Lines with the word "chili" in them must be copied from the records below.
-------------------------
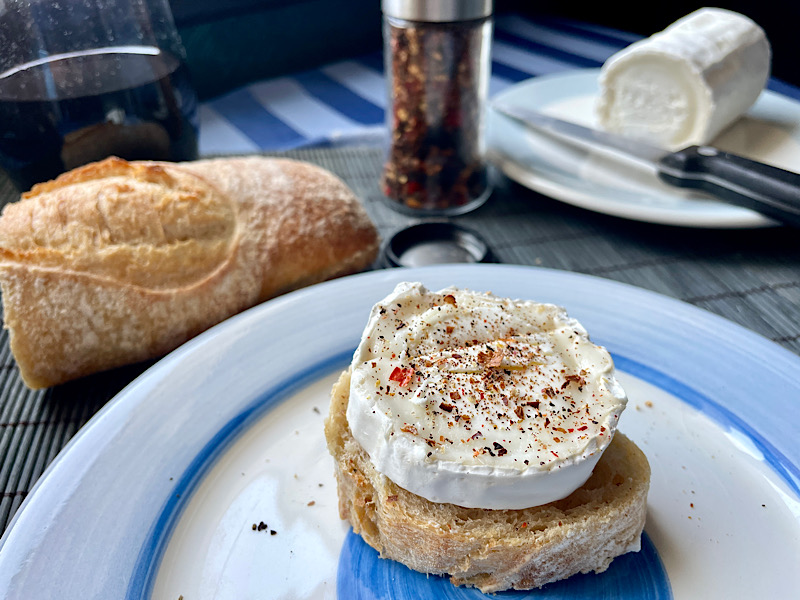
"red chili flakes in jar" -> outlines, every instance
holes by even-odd
[[[489,192],[483,120],[491,12],[483,3],[456,3],[477,12],[434,22],[414,14],[423,4],[385,14],[391,138],[382,187],[410,211],[464,212]]]

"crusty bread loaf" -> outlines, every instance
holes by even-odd
[[[161,356],[268,298],[368,267],[374,225],[331,173],[266,157],[110,158],[0,217],[11,350],[32,388]]]
[[[563,500],[522,510],[464,508],[430,502],[375,470],[347,424],[349,387],[345,371],[325,421],[339,514],[382,557],[489,593],[600,573],[614,557],[639,550],[650,466],[621,433]]]

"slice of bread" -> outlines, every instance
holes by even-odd
[[[601,573],[639,550],[650,465],[621,433],[567,498],[522,510],[464,508],[426,500],[375,470],[347,424],[349,389],[345,371],[325,421],[339,514],[381,557],[491,593]]]

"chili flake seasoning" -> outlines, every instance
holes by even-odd
[[[407,387],[409,383],[411,383],[411,379],[414,377],[414,369],[411,367],[407,367],[405,369],[401,369],[400,367],[395,367],[392,371],[391,375],[389,375],[389,379],[391,381],[396,381],[400,384],[401,387]]]
[[[403,212],[477,208],[491,192],[483,122],[492,0],[383,0],[383,14],[384,193]]]

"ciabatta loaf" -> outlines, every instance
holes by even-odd
[[[621,433],[589,480],[563,500],[521,510],[464,508],[426,500],[375,470],[347,423],[349,389],[345,371],[325,422],[339,513],[382,557],[490,593],[600,573],[616,556],[639,550],[650,466]]]
[[[376,229],[310,164],[110,158],[0,217],[11,350],[32,388],[161,356],[278,294],[368,267]]]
-------------------------
▶ Exercise answer:
"red chili flakes in jar" -> outlines, every instance
"chili flake seasoning" -> outlines, every instance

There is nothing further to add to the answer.